On our OpenSolaris Storage head we need to invoke a script which will remotely change the NTDS service state and then locally snapshot the provisioned storage  and lastly return the NTDS service back to a normal state.  To accomplish this function we will define a cron job. The cron job needs some basic configuration steps as follows.

The solaris.jobs.user is required to submit a cron job, this allows us to create the job but not administer the cron service.
If an /etc/cron.d/cron.allow file exists then this RBAC setting will be overridden by the files existence and you will need to add the user to that file or convert to the best practice methods of RBAC.

root@ss1~# usermod -A solaris.jobs.user scu
root@ss1~# crontab –e scu
59 23 * * * ./vol1-snapshot.sh

Hint: crontab uses vi – http://www.kcomputing.com/kcvi.pdf  “vi cheat sheet”

The key sequence would be hit “i” and key in the line then hit “esc :wq” and to abort “esc :q!”

Be aware of the timezone the cron service runs under, you should check it and adjust it if required. Here is a example of whats required to set it.

root@ss1~# pargs -e `pgrep -f /usr/sbin/cron`

8550:   /usr/sbin/cron
envp[0]: LOGNAME=root
envp[1]: _=/usr/sbin/cron
envp[2]: LANG=en_US.UTF-8
envp[3]: PATH=/usr/sbin:/usr/bin
envp[4]: PWD=/root
envp[5]: SMF_FMRI=svc:/system/cron:default
envp[6]: SMF_METHOD=start
envp[7]: SMF_RESTARTER=svc:/system/svc/restarter:default
envp[8]: SMF_ZONENAME=global
envp[9]: TZ=PST8PDT

Let’s change it to CST6CDT

root@ss1~# svccfg -s system/cron:default setenv TZ CST6DST

Also the default environment path for cron may cause some script “command not found” issues, check for a path and adjust it if required.

root@ss1~# cat /etc/default/cron
#
# Copyright 1991 Sun Microsystems, Inc.  All rights reserved.
# Use is subject to license terms.
#
#pragma ident   “%Z%%M% %I%     %E% SMI”
CRONLOG=YES

This one has no default path, add the path using echo.

root@ss1~# echo PATH=/usr/bin:/usr/sbin:/usr/ucb:/etc:. > /etc/default/cron
# svcadm refresh cron
# svcadm restart cron

With a cron job defined to run the script named vol1-snapshot.sh in the default home directory of the scu user we are now ready to create the script content. Our OpenSolaris storage host needs to call a batch file on the remote Service Channel VM and it will execute  a vbscript from there to set the NTDS start up mode . To do this from a unix bash script we will use the following statements in the vol1-snapshot.sh file.

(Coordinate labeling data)
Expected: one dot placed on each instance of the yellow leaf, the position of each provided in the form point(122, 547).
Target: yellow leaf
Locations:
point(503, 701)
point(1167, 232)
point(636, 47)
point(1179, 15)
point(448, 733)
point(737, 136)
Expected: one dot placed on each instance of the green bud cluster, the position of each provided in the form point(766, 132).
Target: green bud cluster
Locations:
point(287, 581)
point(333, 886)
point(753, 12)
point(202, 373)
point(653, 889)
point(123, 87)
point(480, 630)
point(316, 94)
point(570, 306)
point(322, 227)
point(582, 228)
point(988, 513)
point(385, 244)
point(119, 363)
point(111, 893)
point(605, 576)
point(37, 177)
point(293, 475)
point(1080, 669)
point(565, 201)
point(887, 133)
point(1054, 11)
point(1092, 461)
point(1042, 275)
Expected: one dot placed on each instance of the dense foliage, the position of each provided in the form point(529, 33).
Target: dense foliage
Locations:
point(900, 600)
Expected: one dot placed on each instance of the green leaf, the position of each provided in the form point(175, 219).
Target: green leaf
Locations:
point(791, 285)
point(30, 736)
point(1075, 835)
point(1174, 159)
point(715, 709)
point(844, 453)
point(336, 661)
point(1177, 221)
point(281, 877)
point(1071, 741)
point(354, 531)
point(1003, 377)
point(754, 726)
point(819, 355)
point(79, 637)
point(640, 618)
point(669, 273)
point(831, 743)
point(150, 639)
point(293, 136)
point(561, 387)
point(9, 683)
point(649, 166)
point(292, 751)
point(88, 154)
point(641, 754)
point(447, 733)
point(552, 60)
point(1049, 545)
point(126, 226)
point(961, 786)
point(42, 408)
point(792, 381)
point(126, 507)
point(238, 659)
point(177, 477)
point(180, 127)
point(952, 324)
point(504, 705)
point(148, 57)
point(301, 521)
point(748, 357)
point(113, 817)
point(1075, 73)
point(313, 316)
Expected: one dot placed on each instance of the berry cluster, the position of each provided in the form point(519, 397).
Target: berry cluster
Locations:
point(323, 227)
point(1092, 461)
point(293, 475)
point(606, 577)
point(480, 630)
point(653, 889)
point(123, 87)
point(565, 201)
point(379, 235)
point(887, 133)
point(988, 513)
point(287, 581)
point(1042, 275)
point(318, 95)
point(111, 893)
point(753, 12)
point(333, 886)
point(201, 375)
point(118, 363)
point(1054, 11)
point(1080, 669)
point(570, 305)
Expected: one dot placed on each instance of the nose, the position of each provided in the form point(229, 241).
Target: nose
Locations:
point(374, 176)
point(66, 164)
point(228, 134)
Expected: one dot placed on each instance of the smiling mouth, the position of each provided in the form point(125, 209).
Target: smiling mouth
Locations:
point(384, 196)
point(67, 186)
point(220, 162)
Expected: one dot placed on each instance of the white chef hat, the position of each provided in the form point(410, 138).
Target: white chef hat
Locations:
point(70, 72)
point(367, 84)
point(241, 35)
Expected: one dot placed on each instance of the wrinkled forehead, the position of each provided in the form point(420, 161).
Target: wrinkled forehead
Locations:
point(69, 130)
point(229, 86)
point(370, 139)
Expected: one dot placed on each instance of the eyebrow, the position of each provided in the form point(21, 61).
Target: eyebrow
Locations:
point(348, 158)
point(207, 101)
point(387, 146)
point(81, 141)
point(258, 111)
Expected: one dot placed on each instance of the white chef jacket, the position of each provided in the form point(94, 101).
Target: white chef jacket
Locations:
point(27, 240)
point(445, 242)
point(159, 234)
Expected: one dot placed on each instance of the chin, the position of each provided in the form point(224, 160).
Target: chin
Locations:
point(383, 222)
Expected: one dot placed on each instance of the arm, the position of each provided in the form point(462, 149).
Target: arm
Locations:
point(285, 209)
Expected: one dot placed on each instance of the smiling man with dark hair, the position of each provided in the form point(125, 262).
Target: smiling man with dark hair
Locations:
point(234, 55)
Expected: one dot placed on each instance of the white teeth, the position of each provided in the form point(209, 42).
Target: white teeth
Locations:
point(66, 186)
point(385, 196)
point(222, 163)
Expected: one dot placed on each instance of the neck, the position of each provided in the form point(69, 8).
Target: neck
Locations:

**What is asked**
1. Translate this sentence from the cron setup text into Spanish: "To accomplish this function we will define a cron job."
2. Summarize the cron setup text in two sentences.
3. According to the cron setup text, why should the default environment path for cron be checked?

**Set of answers**
1. Para lograr esta función, definiremos un trabajo cron.

2. On an OpenSolaris storage head, a cron job is defined to run a script that remotely changes the NTDS service state, locally snapshots the provisioned storage, and then returns the NTDS service to a normal state. Setting up the job involves granting the user the solaris.jobs.user authorization, adding the job with crontab, checking and adjusting the timezone the cron service runs under, and adding a default path for cron.

3. The default environment path for cron may cause "command not found" issues in scripts, so it should be checked and adjusted if required. In this case, /etc/default/cron had no default path, so one was added.